Your instructions: Put the lines of the records below, from the line containing "Pick out the rubble" through the line containing "<point>205,148</point>", both included, into a JSON list of strings with one string per line. Leave out any blank lines and include no other lines.

Supplied records:
══════════════════════════════

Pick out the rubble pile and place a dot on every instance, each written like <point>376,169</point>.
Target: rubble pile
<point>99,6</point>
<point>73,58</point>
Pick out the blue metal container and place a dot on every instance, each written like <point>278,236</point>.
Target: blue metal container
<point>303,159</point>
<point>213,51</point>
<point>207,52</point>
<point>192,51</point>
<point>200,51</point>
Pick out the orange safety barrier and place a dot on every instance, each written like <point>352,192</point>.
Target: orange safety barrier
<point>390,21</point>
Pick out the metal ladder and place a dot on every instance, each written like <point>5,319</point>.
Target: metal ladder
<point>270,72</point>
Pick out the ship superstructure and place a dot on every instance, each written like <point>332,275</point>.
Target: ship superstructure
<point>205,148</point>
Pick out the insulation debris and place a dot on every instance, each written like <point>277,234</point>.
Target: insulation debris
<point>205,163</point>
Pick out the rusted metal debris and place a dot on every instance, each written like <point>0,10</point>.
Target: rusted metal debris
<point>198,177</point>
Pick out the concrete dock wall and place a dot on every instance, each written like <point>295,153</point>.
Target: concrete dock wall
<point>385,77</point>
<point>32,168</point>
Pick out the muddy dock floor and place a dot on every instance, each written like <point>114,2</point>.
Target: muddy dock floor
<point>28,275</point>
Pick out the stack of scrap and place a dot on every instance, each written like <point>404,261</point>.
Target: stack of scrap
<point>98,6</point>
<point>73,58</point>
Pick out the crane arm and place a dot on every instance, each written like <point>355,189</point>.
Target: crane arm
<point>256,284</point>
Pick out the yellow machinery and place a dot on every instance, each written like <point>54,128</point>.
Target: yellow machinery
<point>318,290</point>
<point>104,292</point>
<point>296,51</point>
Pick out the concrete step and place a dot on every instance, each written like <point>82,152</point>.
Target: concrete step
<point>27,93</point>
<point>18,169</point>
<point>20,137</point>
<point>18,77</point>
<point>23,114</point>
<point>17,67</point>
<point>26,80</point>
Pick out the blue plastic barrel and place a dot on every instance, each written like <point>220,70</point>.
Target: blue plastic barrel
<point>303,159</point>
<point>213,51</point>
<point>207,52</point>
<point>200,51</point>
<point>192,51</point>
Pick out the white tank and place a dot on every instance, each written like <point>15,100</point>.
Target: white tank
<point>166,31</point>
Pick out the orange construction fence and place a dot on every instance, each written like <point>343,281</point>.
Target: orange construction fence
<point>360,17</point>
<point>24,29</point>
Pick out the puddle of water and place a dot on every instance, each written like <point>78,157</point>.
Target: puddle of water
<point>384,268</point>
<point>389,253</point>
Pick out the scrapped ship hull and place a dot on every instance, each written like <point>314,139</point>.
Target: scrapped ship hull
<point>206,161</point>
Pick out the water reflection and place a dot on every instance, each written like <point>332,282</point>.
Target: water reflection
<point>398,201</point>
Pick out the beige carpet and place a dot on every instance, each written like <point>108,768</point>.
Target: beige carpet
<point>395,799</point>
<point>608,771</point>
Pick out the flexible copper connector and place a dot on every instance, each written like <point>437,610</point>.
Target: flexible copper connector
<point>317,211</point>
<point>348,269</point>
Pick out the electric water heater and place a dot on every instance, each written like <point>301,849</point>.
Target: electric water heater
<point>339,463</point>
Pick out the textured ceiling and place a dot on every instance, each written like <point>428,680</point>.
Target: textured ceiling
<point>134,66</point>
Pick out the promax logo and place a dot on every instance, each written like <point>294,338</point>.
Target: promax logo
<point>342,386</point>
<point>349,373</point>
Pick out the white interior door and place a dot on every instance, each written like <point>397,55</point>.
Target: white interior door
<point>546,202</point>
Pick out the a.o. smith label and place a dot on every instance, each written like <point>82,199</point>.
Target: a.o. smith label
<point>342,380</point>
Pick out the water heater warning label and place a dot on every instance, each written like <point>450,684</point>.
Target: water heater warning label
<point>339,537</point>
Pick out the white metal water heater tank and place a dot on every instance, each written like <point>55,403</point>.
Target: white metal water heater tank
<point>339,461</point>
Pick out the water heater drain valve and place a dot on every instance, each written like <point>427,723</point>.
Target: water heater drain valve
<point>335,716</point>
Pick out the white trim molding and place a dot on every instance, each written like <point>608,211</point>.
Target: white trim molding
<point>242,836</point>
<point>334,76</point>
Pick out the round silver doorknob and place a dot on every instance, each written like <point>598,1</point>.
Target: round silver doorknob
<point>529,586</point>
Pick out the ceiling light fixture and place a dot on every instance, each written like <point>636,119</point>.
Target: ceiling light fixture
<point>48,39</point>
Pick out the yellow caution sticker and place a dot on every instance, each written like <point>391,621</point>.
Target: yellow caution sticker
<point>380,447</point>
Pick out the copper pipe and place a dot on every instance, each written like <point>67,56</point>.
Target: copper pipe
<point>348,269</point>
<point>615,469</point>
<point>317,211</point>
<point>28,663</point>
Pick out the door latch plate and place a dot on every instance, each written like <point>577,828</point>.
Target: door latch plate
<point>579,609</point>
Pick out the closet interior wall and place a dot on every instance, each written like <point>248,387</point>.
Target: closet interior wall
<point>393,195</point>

══════════════════════════════

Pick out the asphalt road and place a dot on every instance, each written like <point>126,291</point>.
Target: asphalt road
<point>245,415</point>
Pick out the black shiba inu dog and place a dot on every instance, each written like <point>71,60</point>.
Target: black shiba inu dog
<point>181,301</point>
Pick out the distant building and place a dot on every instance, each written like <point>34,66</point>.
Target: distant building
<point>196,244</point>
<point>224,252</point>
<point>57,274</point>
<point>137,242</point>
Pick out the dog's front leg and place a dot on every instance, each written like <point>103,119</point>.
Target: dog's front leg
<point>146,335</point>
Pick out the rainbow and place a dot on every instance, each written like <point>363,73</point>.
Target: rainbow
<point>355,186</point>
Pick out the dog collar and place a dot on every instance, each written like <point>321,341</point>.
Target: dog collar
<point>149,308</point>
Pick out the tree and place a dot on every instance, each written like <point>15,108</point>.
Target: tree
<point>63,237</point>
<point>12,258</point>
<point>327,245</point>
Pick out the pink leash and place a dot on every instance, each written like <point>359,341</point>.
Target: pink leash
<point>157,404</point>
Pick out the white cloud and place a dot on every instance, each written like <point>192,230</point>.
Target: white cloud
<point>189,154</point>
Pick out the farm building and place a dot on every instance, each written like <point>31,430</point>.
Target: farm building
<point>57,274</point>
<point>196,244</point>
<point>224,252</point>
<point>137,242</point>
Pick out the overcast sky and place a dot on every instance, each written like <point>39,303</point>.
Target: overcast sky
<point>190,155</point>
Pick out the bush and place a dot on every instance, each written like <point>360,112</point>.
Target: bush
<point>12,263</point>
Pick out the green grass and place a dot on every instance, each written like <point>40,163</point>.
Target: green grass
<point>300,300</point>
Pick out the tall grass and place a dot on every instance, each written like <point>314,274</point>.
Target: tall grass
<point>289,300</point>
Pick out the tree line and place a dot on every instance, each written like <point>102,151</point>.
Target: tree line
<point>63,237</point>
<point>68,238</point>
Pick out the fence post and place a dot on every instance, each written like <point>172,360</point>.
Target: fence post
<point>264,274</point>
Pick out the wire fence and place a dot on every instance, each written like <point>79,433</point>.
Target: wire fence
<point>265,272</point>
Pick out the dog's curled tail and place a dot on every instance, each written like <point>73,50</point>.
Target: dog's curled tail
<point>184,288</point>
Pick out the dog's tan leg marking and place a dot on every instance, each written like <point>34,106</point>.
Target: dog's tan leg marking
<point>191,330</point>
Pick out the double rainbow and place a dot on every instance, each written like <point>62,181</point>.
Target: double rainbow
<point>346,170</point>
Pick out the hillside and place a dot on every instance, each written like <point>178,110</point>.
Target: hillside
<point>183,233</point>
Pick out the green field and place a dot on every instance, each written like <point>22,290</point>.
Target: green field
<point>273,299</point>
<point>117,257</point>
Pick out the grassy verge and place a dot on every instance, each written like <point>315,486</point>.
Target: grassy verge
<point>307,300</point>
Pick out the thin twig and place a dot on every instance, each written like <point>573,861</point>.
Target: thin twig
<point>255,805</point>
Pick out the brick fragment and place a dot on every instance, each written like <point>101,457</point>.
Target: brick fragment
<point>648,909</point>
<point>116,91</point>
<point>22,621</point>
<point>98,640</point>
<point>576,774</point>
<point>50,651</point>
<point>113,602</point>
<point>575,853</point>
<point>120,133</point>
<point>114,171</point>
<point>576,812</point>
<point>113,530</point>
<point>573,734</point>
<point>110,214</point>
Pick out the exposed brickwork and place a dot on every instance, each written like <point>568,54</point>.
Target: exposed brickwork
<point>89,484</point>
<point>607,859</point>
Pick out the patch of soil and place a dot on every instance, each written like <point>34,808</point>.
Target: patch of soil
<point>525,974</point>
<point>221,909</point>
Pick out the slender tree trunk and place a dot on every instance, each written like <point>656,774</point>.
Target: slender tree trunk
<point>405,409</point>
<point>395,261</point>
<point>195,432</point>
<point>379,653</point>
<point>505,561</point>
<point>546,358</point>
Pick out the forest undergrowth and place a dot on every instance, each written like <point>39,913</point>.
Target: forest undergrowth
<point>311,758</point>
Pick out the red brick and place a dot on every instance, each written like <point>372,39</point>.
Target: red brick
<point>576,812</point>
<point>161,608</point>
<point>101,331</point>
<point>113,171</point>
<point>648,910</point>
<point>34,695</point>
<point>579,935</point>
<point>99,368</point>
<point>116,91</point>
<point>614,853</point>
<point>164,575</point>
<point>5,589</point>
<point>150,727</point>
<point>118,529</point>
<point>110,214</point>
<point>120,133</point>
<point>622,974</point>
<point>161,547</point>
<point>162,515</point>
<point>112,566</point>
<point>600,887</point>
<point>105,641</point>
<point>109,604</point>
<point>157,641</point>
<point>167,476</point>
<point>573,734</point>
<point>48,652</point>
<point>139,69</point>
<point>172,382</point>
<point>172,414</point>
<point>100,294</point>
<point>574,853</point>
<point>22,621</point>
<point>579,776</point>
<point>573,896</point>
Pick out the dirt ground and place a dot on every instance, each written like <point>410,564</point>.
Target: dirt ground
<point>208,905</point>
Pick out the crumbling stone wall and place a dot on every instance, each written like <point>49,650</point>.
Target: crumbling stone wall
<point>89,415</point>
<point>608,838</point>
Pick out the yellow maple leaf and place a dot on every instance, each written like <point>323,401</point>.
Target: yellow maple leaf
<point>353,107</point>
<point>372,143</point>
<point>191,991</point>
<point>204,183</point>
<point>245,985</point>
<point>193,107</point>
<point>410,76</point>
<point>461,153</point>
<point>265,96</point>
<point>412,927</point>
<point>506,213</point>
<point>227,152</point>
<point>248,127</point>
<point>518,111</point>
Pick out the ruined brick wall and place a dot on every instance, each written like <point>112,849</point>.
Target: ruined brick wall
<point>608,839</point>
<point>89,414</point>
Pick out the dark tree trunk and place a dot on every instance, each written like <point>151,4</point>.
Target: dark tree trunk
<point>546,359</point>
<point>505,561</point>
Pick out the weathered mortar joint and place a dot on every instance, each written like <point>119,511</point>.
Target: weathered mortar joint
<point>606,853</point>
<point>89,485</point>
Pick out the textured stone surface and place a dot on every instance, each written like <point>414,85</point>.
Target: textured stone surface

══════════════════════════════

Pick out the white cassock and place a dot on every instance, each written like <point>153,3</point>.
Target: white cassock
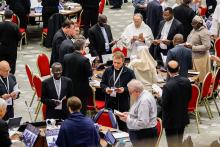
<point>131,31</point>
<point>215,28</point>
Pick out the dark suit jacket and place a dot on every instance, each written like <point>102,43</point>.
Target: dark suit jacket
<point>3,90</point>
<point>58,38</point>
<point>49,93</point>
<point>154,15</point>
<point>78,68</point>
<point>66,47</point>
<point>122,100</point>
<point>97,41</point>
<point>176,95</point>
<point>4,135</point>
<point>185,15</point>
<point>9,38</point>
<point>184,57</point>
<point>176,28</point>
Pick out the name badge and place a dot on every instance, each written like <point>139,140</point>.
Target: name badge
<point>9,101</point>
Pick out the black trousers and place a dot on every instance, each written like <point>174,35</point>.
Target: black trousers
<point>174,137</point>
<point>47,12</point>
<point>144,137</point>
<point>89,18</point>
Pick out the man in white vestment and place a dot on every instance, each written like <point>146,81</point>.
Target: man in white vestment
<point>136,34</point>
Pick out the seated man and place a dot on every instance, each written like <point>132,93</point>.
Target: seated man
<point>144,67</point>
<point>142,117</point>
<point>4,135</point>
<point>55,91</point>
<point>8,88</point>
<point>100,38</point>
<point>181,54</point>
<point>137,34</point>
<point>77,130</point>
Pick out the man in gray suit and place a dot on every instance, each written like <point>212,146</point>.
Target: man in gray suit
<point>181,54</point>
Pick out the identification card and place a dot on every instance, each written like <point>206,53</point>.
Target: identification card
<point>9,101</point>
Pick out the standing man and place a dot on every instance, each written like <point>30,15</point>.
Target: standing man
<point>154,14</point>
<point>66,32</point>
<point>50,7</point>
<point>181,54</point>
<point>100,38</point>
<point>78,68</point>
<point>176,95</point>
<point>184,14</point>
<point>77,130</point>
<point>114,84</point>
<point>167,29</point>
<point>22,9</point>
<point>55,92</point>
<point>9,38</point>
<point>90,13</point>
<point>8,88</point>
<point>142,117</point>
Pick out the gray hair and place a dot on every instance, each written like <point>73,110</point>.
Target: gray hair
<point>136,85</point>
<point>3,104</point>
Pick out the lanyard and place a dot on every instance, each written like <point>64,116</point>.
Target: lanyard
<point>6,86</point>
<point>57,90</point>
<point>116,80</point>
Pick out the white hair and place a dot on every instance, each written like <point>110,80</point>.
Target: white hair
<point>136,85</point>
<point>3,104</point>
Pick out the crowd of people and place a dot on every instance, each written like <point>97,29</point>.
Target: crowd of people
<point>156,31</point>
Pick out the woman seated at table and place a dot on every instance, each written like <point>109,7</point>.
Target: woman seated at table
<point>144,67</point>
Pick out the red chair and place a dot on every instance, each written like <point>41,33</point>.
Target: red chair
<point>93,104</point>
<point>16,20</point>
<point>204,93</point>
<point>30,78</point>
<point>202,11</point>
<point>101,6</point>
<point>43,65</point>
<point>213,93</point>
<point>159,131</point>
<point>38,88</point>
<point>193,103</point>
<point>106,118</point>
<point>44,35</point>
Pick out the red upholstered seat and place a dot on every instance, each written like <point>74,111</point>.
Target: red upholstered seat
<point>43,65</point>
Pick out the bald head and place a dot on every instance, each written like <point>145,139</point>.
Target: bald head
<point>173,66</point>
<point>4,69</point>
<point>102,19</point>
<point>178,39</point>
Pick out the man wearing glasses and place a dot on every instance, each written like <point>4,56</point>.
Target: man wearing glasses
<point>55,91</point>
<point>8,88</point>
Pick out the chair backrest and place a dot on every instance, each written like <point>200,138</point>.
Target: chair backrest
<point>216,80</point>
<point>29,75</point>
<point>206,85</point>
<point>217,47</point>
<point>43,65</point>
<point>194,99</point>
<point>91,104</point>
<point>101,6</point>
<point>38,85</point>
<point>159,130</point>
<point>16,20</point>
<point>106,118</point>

══════════════════════════════

Response for this exercise:
[
  "Pick out the rubble pile and place a dot on every instance, each written like <point>376,169</point>.",
  "Target: rubble pile",
  "<point>99,6</point>",
  "<point>73,58</point>",
  "Pick out the blue metal container and place a dot on every instance, each written like <point>278,236</point>.",
  "Target: blue metal container",
  "<point>303,159</point>",
  "<point>213,51</point>",
  "<point>207,52</point>",
  "<point>192,51</point>",
  "<point>200,51</point>",
  "Pick out the orange safety barrier and place a dot on every instance, each written like <point>352,192</point>.",
  "Target: orange safety barrier",
  "<point>390,21</point>",
  "Pick out the metal ladder and place a dot on every instance, each written like <point>5,319</point>.",
  "Target: metal ladder",
  "<point>270,72</point>",
  "Pick out the ship superstructure and place a dot on every instance, each written like <point>332,275</point>.",
  "Target: ship superstructure",
  "<point>205,148</point>"
]